> **PASSAGE PROVIDED**:

☆ ☆ ☆ ☆

Q-scores, what they mean, and why sometimes bigger isn't necessary
High throughput sequencing metrics: Q-scores, what are they good for?
If you've done sequencing in the last 30 years, you've heard of a Q-Score and you probably know that they're a measure of quality.
But what you might not know is where this metric came from.
The idea of base quality scores emerged in the early 1990's as a result of the automation of Sanger sequencing.
These new systems used fluorescent dye terminators instead of radioactively labeled ones.
This meant that instead of looking at bands on a gel to determine the sequence, scientists now analyzed fluorescence and so a program called 'Phred' was developed to make accurate base calls from the fluorescence intensity plots.
But a huge advancement in Phred was the inclusion of a quality score for each base call that it made.
We lovingly refer to these today as Q-scores!
These Q-scores are a log based estimation of the quality of the call.
Phred determined this originally based on an error estimation that took into account the peak height and shape of the fluorescence 'trace' for each base.
Today, these scores are calculated somewhat similarly in that they're still the log of an error estimation, but the factors that go into that estimation can be quite complicated!

☆ ☆ ☆ ☆

> **Saved data entries**:

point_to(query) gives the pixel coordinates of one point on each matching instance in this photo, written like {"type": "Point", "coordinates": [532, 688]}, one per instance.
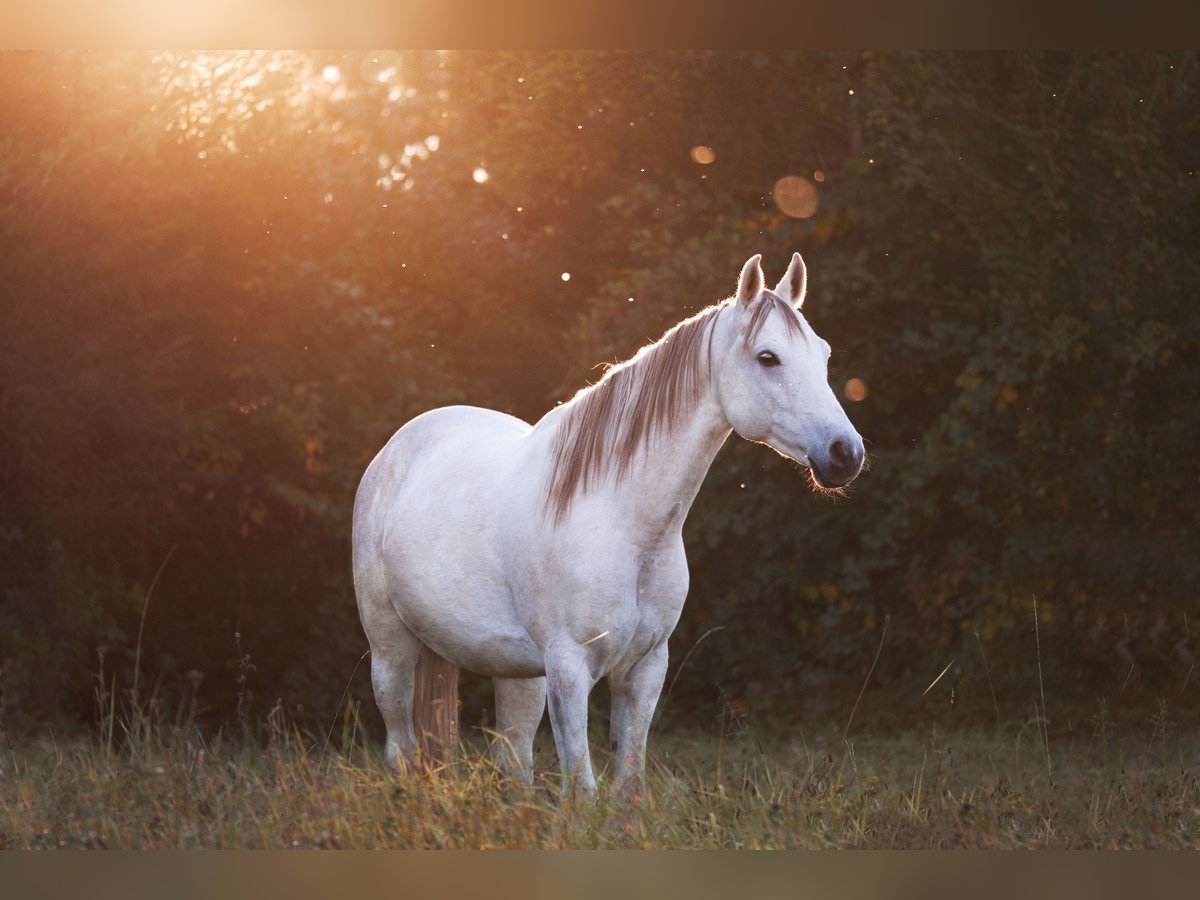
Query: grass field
{"type": "Point", "coordinates": [743, 786]}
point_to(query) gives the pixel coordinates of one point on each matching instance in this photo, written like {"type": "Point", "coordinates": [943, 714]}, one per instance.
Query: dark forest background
{"type": "Point", "coordinates": [227, 279]}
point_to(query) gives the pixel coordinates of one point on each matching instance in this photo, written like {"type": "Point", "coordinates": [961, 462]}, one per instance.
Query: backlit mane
{"type": "Point", "coordinates": [607, 424]}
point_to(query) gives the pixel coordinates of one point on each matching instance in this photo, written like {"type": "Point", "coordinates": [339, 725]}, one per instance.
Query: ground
{"type": "Point", "coordinates": [737, 785]}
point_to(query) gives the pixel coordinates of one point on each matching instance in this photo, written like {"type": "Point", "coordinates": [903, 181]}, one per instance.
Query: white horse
{"type": "Point", "coordinates": [551, 556]}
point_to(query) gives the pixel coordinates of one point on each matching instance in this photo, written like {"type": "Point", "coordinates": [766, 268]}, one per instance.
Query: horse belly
{"type": "Point", "coordinates": [444, 564]}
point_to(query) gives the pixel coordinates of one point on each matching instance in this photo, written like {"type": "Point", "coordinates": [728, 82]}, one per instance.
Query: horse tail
{"type": "Point", "coordinates": [436, 707]}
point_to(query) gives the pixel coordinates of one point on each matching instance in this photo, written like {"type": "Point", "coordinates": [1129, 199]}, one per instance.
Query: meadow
{"type": "Point", "coordinates": [1092, 783]}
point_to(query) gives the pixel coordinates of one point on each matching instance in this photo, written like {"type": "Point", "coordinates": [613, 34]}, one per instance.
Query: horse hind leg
{"type": "Point", "coordinates": [394, 654]}
{"type": "Point", "coordinates": [520, 703]}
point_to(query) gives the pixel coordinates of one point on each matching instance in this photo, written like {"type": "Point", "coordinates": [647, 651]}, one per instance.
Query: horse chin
{"type": "Point", "coordinates": [823, 483]}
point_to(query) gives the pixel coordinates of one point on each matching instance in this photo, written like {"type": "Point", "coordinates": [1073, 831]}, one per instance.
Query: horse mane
{"type": "Point", "coordinates": [607, 424]}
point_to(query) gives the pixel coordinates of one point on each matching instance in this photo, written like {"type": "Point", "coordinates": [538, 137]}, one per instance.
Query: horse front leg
{"type": "Point", "coordinates": [569, 682]}
{"type": "Point", "coordinates": [520, 703]}
{"type": "Point", "coordinates": [635, 694]}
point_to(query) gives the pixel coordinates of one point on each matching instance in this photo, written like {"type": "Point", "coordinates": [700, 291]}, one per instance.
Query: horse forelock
{"type": "Point", "coordinates": [772, 303]}
{"type": "Point", "coordinates": [607, 424]}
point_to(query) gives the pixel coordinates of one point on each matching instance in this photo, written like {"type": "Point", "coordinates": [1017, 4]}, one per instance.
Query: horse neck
{"type": "Point", "coordinates": [683, 427]}
{"type": "Point", "coordinates": [663, 483]}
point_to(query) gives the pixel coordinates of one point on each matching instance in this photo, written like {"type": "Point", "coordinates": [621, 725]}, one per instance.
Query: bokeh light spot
{"type": "Point", "coordinates": [381, 66]}
{"type": "Point", "coordinates": [795, 196]}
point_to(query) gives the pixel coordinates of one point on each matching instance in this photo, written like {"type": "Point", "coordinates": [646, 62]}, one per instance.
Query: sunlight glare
{"type": "Point", "coordinates": [796, 197]}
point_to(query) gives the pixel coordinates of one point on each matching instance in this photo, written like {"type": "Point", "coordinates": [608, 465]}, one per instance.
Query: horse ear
{"type": "Point", "coordinates": [795, 282]}
{"type": "Point", "coordinates": [750, 282]}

☆ ☆ ☆ ☆

> **REQUIRED ACTION 1**:
For each statement about the passage on Q-scores, answer yes or no to whether it agrees with that passage, and quote the exact words that decide it.
(a) Phred was developed to make base calls from fluorescence intensity plots.
(b) The automated Sanger sequencing systems relied on radioactively labeled dye terminators.
(c) Phred's original error estimation took into account the peak height and shape of the fluorescence trace.
> **REQUIRED ACTION 2**: Continue the passage on Q-scores from the point at which it ends.

> **RESPONSE BOX 1**:
(a) Yes: "a program called 'Phred' was developed to make accurate base calls from the fluorescence intensity plots"
(b) No: "These new systems used fluorescent dye terminators instead of radioactively labeled ones."
(c) Yes: "took into account the peak height and shape of the fluorescence 'trace' for each base"

> **RESPONSE BOX 2**:
The Q-scores we deal with most frequently range from 10-50 and they have the following accuracies:
Q10 - 90%
Q20 - 99%
Q30 - 99.9%
Q40 - 99.99%
Q50 - 99.999%
'So is there a benefit to having a higher Q-score or are they just a marketing scam?'
That's complicated.
They're not a scam since most pipelines Q20 or Q30 trim their base calls to be sure that only bases with a quality of >99% make it into downstream analysis.
'But is there a difference in the usefulness of a Q50 dataset over a Q20 dataset?'
It really depends on the application.
Something we hear about constantly in the whole genome sequencing space is the need for 30x coverage for us to make heterozygous (het) variant calls.
This is important because, if you remember, your genome is composed of two copies of DNA: one from your mom and the other from your dad.
So every position in your genome can be homozygous (same sequence from both parents) or heterozygous (different sequence from each parent).
Interestingly, sampling statistics (math) say that to be >99% certain of a heterozygous base call, you need to look at each position in the genome 30 times.
But even more interestingly, if you look at plots of variant call accuracy vs coverage for Q20, Q30, or Q40 data, they all converge on ~30x coverage for >99% het variant calling!
'So it is a scam!!!'
No, it's just math.
There are applications where higher quality bases are useful, especially in oncology or therapeutics where the variants you care about aren't at frequencies of 50% and 100%, but sub 1% or even lower.
Here, Q40 (99.99%) or Q50 (99.999%) really shine because then the error of the base calls isn't fighting with the frequency of the variants!